Speech Controlled Home Automation – Part 1 (Raspberry Pi/Windows IoT/C#)

“You know, however, with the Xbox One, I can control my entire entertainment system using voice commands. Up until now, I’ve had to use Leonard.” – Sheldon Cooper.

That quote is actually of particular relevance to me – given a lot of the impetus to create my home automation system was so that when my wife asked me to turn on the air conditioner, I could have the home automation system do it instead.

I was quite pleased when I found out that I could use Windows 10 on the Raspberry Pi. In the past, I’d been using ArchLinux on my Raspberry Pi devices, with a Jabra Speak 510 UC Speakerphone. I was then, through the use of a mono C# daemon, listening to any audio coming in the microphone, converting it to a stream and then sending it to a C# windows service. That C# windows service would then take that data, and feed it into the Microsoft Speech Platform. Assuming the audio matched the speech patterns I was looking for, my application would then perform the appropriate task, synthesize a voice response, and stream the audio data back to the Raspberry Pi who would then promptly play it back out the speakerphone. Thus I had a speech controlled home automation system.

Speech Overview

This worked – and it worked reasonably well. Unfortunately though, due to the age of the Microsoft speech runtime (2011), I was having some voice quality issues that were difficult to fix quickly. Quickly in the sense of the time you would reasonably wait for a response after speaking.

What did I try? Well – once the Microsoft Speech Runtime generated a speech match result, I’d capture the relevant piece of audio as a wave file. I could then amplify it, feed it back through the same speech engine – and if the two results matched then I’d take action. However, the system still got confused at times when it picked up conversation coming from the television.

As such, when I learned that there would be a Windows 10 version – this meant that I could try the new Windows 10 speech platform directly. This series of articles is about the Windows 10 IoT speech sensor application and the backend control service. The goal now is for all speech processing to be performed locally on the Raspberry Pi, with only the text based command being sent over the network via an API call to the backend control service – much more efficient than constantly streaming all microphone data over the network for processing. The backend control service then interfaces with the rest of the home automation system through a message bus – but more on the overall system later.

Speech Overview Updated

In a previous post, I walked through the basics of creating a Background Task application to run on the Windows 10 IoT Core operating system – on a Raspberry Pi 3. In this post, I’ll go through the basics of using the speech recognition and speech synthesis capabilities of the Windows 10 Universal Windows Platform. Essentially, we need to initialise the speech recognition engine, tell it which phrases it needs to listen for, and then process the results. All of this is done using the system default microphone and speaker devices.

There is one significant caveat however. With the initial build of Windows 10 IoT, I was able to use my Jabra Speak 410 USB Conference speakerphone. I’d been using this device back when I was running Linux for the speech capture system. It’s a good device – USB, no external power needed, and designed for listening to a room (being a speakerphone). However, the initial build of the IoT OS was unable to use that to generate audio. Great – I can listen, but I can’t talk – not overly handy for a device that you want to talk to.

■ **Data provided**
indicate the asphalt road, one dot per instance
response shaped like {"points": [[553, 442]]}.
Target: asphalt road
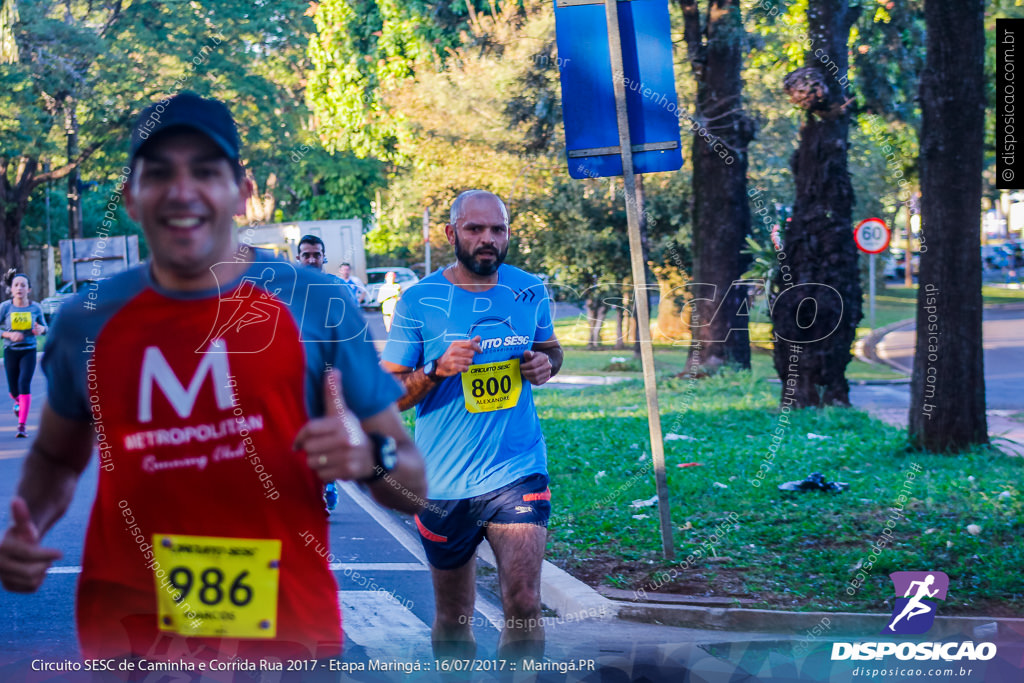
{"points": [[1003, 333], [1003, 341]]}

■ **What this exercise asks**
[A] In the article on speech-controlled home automation, render the sentence "All of this is done using the system default microphone and speaker devices." into Spanish.
[B] Answer the following from the article on speech-controlled home automation, one line each:
(i) Which operating system had the author previously run on the Raspberry Pi devices?
(ii) From what year does the Microsoft speech runtime date?
(iii) Through what does the backend control service interface with the rest of the home automation system?

■ **Answers to the problems**
[A] Todo esto se realiza utilizando los dispositivos predeterminados de micrófono y altavoz del sistema.

[B]
(i) ArchLinux
(ii) 2011
(iii) A message bus